DOCUMENT EXTRACT:
Wen I try n do it off my iPhone it just won't slide across?????


----------



## bravo9 (Nov 5, 2008)

stevo99 said:


> what apps are u using to do that mate?
> 
> im jailbroken now with cydia and installus


To change the carrier name or time to whatever you want mate, go into cydia and search make it mine


----------



## vlb (Oct 20, 2008)

Ashcrapper said:


> hahaha from the apple store, reckon this has gone on a fair bit today


hahahaha repped


----------



## dave20 (Sep 21, 2005)

Finally! Ive been waiting to be able to jailbreak my iPhone for ages!

This couldnt be simpler!! REPPPSSS!! :thumb:


----------



## stevo99 (Nov 28, 2008)

liking the apple store shot


----------



## Bonzer (Nov 26, 2010)

I can't get the damn thing to slide across.... Anyone know why this is?


----------



## Ashcrapper (Jul 3, 2008)

God said:


> Maybe I'm just being thick but with the new iPhone 4 I see less point in jailbreaking. You can now change ringtones, wallpaper, have folders, video, multitasking etc as standard, which were a some of the main plus points of jailbreaking the previous iPhone versions. Seems like a lot of hassle for very little now. Perhaps I'm missing the point but the only benefit I see is not having to pay for sat nav software...
> 
> Thanks to OP for posting anyway, sure it will be useful for many.


sliding a bar from left to right on a website is a lot of hassle? :laugh:


----------



## Bonzer (Nov 26, 2010)

Ashcrapper said:


> sliding a bar from left to right on a website is a lot of hassle? :laugh:


It seems so for me:confused1:


----------



## Ashcrapper (Jul 3, 2008)

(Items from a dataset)
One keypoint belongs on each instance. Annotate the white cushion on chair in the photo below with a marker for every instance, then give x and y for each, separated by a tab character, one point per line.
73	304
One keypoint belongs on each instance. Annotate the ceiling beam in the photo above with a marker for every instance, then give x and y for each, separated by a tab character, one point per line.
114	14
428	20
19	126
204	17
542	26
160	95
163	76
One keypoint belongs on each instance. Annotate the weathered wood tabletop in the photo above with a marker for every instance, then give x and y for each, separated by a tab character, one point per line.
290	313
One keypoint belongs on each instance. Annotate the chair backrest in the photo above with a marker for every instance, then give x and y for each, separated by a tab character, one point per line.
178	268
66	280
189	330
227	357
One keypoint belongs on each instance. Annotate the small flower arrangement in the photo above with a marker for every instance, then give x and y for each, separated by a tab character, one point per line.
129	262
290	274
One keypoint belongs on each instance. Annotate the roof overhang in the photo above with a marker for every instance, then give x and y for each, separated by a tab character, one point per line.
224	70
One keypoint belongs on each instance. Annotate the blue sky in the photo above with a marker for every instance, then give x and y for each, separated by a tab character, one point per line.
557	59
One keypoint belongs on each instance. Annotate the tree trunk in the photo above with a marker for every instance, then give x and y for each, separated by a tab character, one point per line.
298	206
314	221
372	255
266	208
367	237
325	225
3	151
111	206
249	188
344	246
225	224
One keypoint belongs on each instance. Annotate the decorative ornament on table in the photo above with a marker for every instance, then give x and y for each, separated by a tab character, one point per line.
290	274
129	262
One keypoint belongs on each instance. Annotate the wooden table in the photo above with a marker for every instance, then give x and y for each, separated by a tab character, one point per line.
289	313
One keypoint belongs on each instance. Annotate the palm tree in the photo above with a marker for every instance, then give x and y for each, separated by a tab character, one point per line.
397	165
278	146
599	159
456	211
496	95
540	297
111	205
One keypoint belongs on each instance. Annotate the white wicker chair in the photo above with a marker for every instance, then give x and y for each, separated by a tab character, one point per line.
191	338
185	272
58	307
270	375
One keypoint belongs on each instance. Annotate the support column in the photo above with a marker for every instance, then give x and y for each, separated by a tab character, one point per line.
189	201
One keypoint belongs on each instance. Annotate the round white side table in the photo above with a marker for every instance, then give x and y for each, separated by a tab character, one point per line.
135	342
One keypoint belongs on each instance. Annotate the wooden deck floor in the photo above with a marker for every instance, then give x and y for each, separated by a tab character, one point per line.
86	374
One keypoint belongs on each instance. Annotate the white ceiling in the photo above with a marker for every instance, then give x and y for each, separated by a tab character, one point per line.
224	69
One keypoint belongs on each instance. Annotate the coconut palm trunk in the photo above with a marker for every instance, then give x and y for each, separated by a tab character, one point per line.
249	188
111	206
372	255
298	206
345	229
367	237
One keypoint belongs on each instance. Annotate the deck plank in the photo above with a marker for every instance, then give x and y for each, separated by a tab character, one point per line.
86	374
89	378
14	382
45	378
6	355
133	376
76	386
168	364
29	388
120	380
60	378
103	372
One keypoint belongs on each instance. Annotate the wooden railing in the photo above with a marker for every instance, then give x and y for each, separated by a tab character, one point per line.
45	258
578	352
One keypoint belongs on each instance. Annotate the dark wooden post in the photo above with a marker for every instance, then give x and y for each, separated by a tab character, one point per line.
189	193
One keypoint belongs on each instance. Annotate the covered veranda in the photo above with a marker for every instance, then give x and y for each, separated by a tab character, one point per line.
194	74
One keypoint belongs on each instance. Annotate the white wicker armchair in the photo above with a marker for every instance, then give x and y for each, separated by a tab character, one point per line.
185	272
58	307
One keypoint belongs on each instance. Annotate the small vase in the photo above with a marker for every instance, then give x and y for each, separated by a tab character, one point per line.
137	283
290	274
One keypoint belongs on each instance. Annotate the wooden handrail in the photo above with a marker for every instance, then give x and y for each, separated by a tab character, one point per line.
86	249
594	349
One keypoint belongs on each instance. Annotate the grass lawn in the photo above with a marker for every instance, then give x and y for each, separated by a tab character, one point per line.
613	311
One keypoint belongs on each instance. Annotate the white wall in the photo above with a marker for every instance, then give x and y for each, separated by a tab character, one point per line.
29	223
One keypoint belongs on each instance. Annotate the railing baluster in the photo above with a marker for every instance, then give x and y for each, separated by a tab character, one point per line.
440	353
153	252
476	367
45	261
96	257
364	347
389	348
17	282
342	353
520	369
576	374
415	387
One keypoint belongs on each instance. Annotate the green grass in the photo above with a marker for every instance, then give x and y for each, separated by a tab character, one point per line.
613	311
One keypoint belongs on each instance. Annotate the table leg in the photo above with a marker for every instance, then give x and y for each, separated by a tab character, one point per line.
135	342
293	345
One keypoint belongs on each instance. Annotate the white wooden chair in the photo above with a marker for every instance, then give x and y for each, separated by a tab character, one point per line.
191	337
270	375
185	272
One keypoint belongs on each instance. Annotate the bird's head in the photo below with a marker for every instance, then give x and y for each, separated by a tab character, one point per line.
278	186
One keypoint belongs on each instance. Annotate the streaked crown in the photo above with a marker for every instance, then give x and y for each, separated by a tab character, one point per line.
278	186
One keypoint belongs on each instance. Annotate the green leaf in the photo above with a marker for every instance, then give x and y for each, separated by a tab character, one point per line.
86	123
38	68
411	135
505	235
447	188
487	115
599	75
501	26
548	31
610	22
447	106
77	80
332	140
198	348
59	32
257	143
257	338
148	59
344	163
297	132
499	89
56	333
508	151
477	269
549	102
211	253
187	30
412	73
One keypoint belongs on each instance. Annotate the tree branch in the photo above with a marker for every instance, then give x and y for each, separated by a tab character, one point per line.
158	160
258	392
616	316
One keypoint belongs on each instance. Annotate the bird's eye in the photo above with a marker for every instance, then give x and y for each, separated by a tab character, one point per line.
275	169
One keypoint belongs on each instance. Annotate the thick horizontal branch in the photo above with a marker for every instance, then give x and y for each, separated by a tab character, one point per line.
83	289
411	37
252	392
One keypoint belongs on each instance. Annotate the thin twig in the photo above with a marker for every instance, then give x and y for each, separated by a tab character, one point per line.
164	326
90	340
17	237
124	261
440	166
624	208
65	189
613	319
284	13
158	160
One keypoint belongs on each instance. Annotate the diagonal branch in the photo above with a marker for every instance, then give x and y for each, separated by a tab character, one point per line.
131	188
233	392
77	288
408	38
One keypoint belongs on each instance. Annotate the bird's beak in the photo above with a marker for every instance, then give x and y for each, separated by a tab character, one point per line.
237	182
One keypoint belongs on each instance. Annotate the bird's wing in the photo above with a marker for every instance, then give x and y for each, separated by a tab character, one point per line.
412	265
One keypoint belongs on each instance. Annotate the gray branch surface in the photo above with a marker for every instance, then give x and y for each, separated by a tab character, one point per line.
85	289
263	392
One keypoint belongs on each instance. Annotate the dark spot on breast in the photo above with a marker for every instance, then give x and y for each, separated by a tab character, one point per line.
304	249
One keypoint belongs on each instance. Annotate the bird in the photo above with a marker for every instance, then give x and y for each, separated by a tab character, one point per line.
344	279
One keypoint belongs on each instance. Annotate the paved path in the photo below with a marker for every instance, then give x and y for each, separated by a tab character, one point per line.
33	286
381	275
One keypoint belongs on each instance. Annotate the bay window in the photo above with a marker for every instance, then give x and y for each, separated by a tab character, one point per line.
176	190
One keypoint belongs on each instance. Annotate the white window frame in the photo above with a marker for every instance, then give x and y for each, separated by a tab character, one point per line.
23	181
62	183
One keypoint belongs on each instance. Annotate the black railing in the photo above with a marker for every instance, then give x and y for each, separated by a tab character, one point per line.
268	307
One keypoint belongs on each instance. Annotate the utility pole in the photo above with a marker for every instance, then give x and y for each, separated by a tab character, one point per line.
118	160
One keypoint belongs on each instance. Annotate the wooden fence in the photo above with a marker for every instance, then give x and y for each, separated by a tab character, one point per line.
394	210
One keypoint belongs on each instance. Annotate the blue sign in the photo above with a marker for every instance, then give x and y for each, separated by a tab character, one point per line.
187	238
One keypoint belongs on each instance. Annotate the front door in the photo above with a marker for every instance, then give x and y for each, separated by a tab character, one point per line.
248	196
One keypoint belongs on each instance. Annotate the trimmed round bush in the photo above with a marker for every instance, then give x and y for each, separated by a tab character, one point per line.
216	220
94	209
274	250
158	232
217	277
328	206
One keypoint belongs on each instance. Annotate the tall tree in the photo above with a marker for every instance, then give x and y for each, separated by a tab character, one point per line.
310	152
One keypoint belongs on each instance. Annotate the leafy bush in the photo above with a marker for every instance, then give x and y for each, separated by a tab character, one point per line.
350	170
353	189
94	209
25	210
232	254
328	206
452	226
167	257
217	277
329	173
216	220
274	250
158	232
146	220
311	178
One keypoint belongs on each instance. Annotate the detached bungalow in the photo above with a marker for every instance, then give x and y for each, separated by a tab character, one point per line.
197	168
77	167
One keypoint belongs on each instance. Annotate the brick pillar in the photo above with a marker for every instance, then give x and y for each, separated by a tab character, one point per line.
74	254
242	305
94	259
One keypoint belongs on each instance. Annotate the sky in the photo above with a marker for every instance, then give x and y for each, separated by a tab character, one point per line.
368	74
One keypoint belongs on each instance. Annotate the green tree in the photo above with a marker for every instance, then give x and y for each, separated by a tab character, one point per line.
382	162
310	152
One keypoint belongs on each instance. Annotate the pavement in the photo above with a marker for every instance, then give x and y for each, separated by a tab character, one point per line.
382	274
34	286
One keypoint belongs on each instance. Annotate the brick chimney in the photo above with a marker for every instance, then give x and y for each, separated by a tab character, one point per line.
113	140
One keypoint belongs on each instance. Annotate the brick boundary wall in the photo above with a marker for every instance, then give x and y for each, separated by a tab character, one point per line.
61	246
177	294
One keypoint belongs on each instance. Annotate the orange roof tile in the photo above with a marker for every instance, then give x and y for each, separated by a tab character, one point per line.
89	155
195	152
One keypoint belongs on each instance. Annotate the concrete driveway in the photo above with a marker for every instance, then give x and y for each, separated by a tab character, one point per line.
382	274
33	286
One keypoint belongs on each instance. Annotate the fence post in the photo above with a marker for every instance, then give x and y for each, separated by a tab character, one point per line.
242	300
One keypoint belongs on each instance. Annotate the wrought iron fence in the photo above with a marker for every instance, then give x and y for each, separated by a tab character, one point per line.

TASK REQUIREMENTS: In the forum thread, one quoted post lists things that the new iPhone 4 now does as standard. Name each of them. Use only the forum thread to answer.

WRITTEN REPLY: Changing ringtones, changing wallpaper, folders, video, multitasking